(Data records)
====================
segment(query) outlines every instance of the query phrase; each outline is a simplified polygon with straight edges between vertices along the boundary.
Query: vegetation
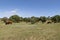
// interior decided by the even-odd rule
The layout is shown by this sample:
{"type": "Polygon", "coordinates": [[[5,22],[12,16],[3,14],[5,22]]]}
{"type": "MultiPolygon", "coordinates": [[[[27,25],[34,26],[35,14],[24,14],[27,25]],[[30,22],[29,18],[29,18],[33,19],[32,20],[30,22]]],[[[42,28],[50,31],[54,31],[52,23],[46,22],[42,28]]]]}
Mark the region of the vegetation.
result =
{"type": "Polygon", "coordinates": [[[48,17],[45,17],[45,16],[41,16],[41,17],[35,17],[35,16],[32,16],[32,17],[20,17],[18,15],[12,15],[11,17],[7,18],[7,17],[3,17],[2,18],[2,21],[6,21],[7,19],[15,22],[15,23],[19,23],[19,22],[26,22],[26,23],[31,23],[31,24],[35,24],[36,22],[39,22],[41,21],[42,23],[45,23],[47,20],[50,20],[51,22],[54,22],[54,23],[59,23],[60,22],[60,15],[55,15],[55,16],[48,16],[48,17]]]}
{"type": "Polygon", "coordinates": [[[0,21],[0,40],[60,40],[60,15],[25,18],[12,15],[1,20],[9,25],[0,21]]]}
{"type": "Polygon", "coordinates": [[[60,23],[4,25],[0,22],[0,40],[60,40],[60,23]]]}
====================
(The task) Set down all of the rows above again word for word, leaving out the pictures.

(Task output)
segment(query) outlines every instance of the query phrase; each outline is a simplified polygon with straight edges between vertices along the boundary.
Query: vegetation
// interior decided by the even-odd rule
The layout is shown by this sample:
{"type": "Polygon", "coordinates": [[[5,22],[12,16],[3,14],[5,22]]]}
{"type": "MultiPolygon", "coordinates": [[[[27,25],[34,26],[35,14],[24,14],[27,25]],[[30,22],[29,18],[29,18],[33,19],[32,20],[30,22]]],[[[42,28],[50,31],[54,31],[52,23],[46,22],[42,28]]]]}
Mark the region of the vegetation.
result =
{"type": "Polygon", "coordinates": [[[48,17],[45,17],[45,16],[41,16],[41,17],[35,17],[35,16],[32,16],[32,17],[20,17],[18,15],[12,15],[11,17],[7,18],[7,17],[3,17],[2,18],[2,21],[6,21],[7,19],[15,22],[15,23],[19,23],[19,22],[26,22],[26,23],[31,23],[31,24],[35,24],[36,22],[39,22],[41,21],[42,23],[45,23],[47,20],[50,20],[51,22],[54,22],[54,23],[59,23],[60,22],[60,15],[55,15],[55,16],[48,16],[48,17]]]}
{"type": "Polygon", "coordinates": [[[0,21],[0,40],[60,40],[60,15],[25,18],[12,15],[1,20],[9,25],[0,21]]]}
{"type": "Polygon", "coordinates": [[[60,23],[4,25],[0,22],[0,40],[60,40],[60,23]]]}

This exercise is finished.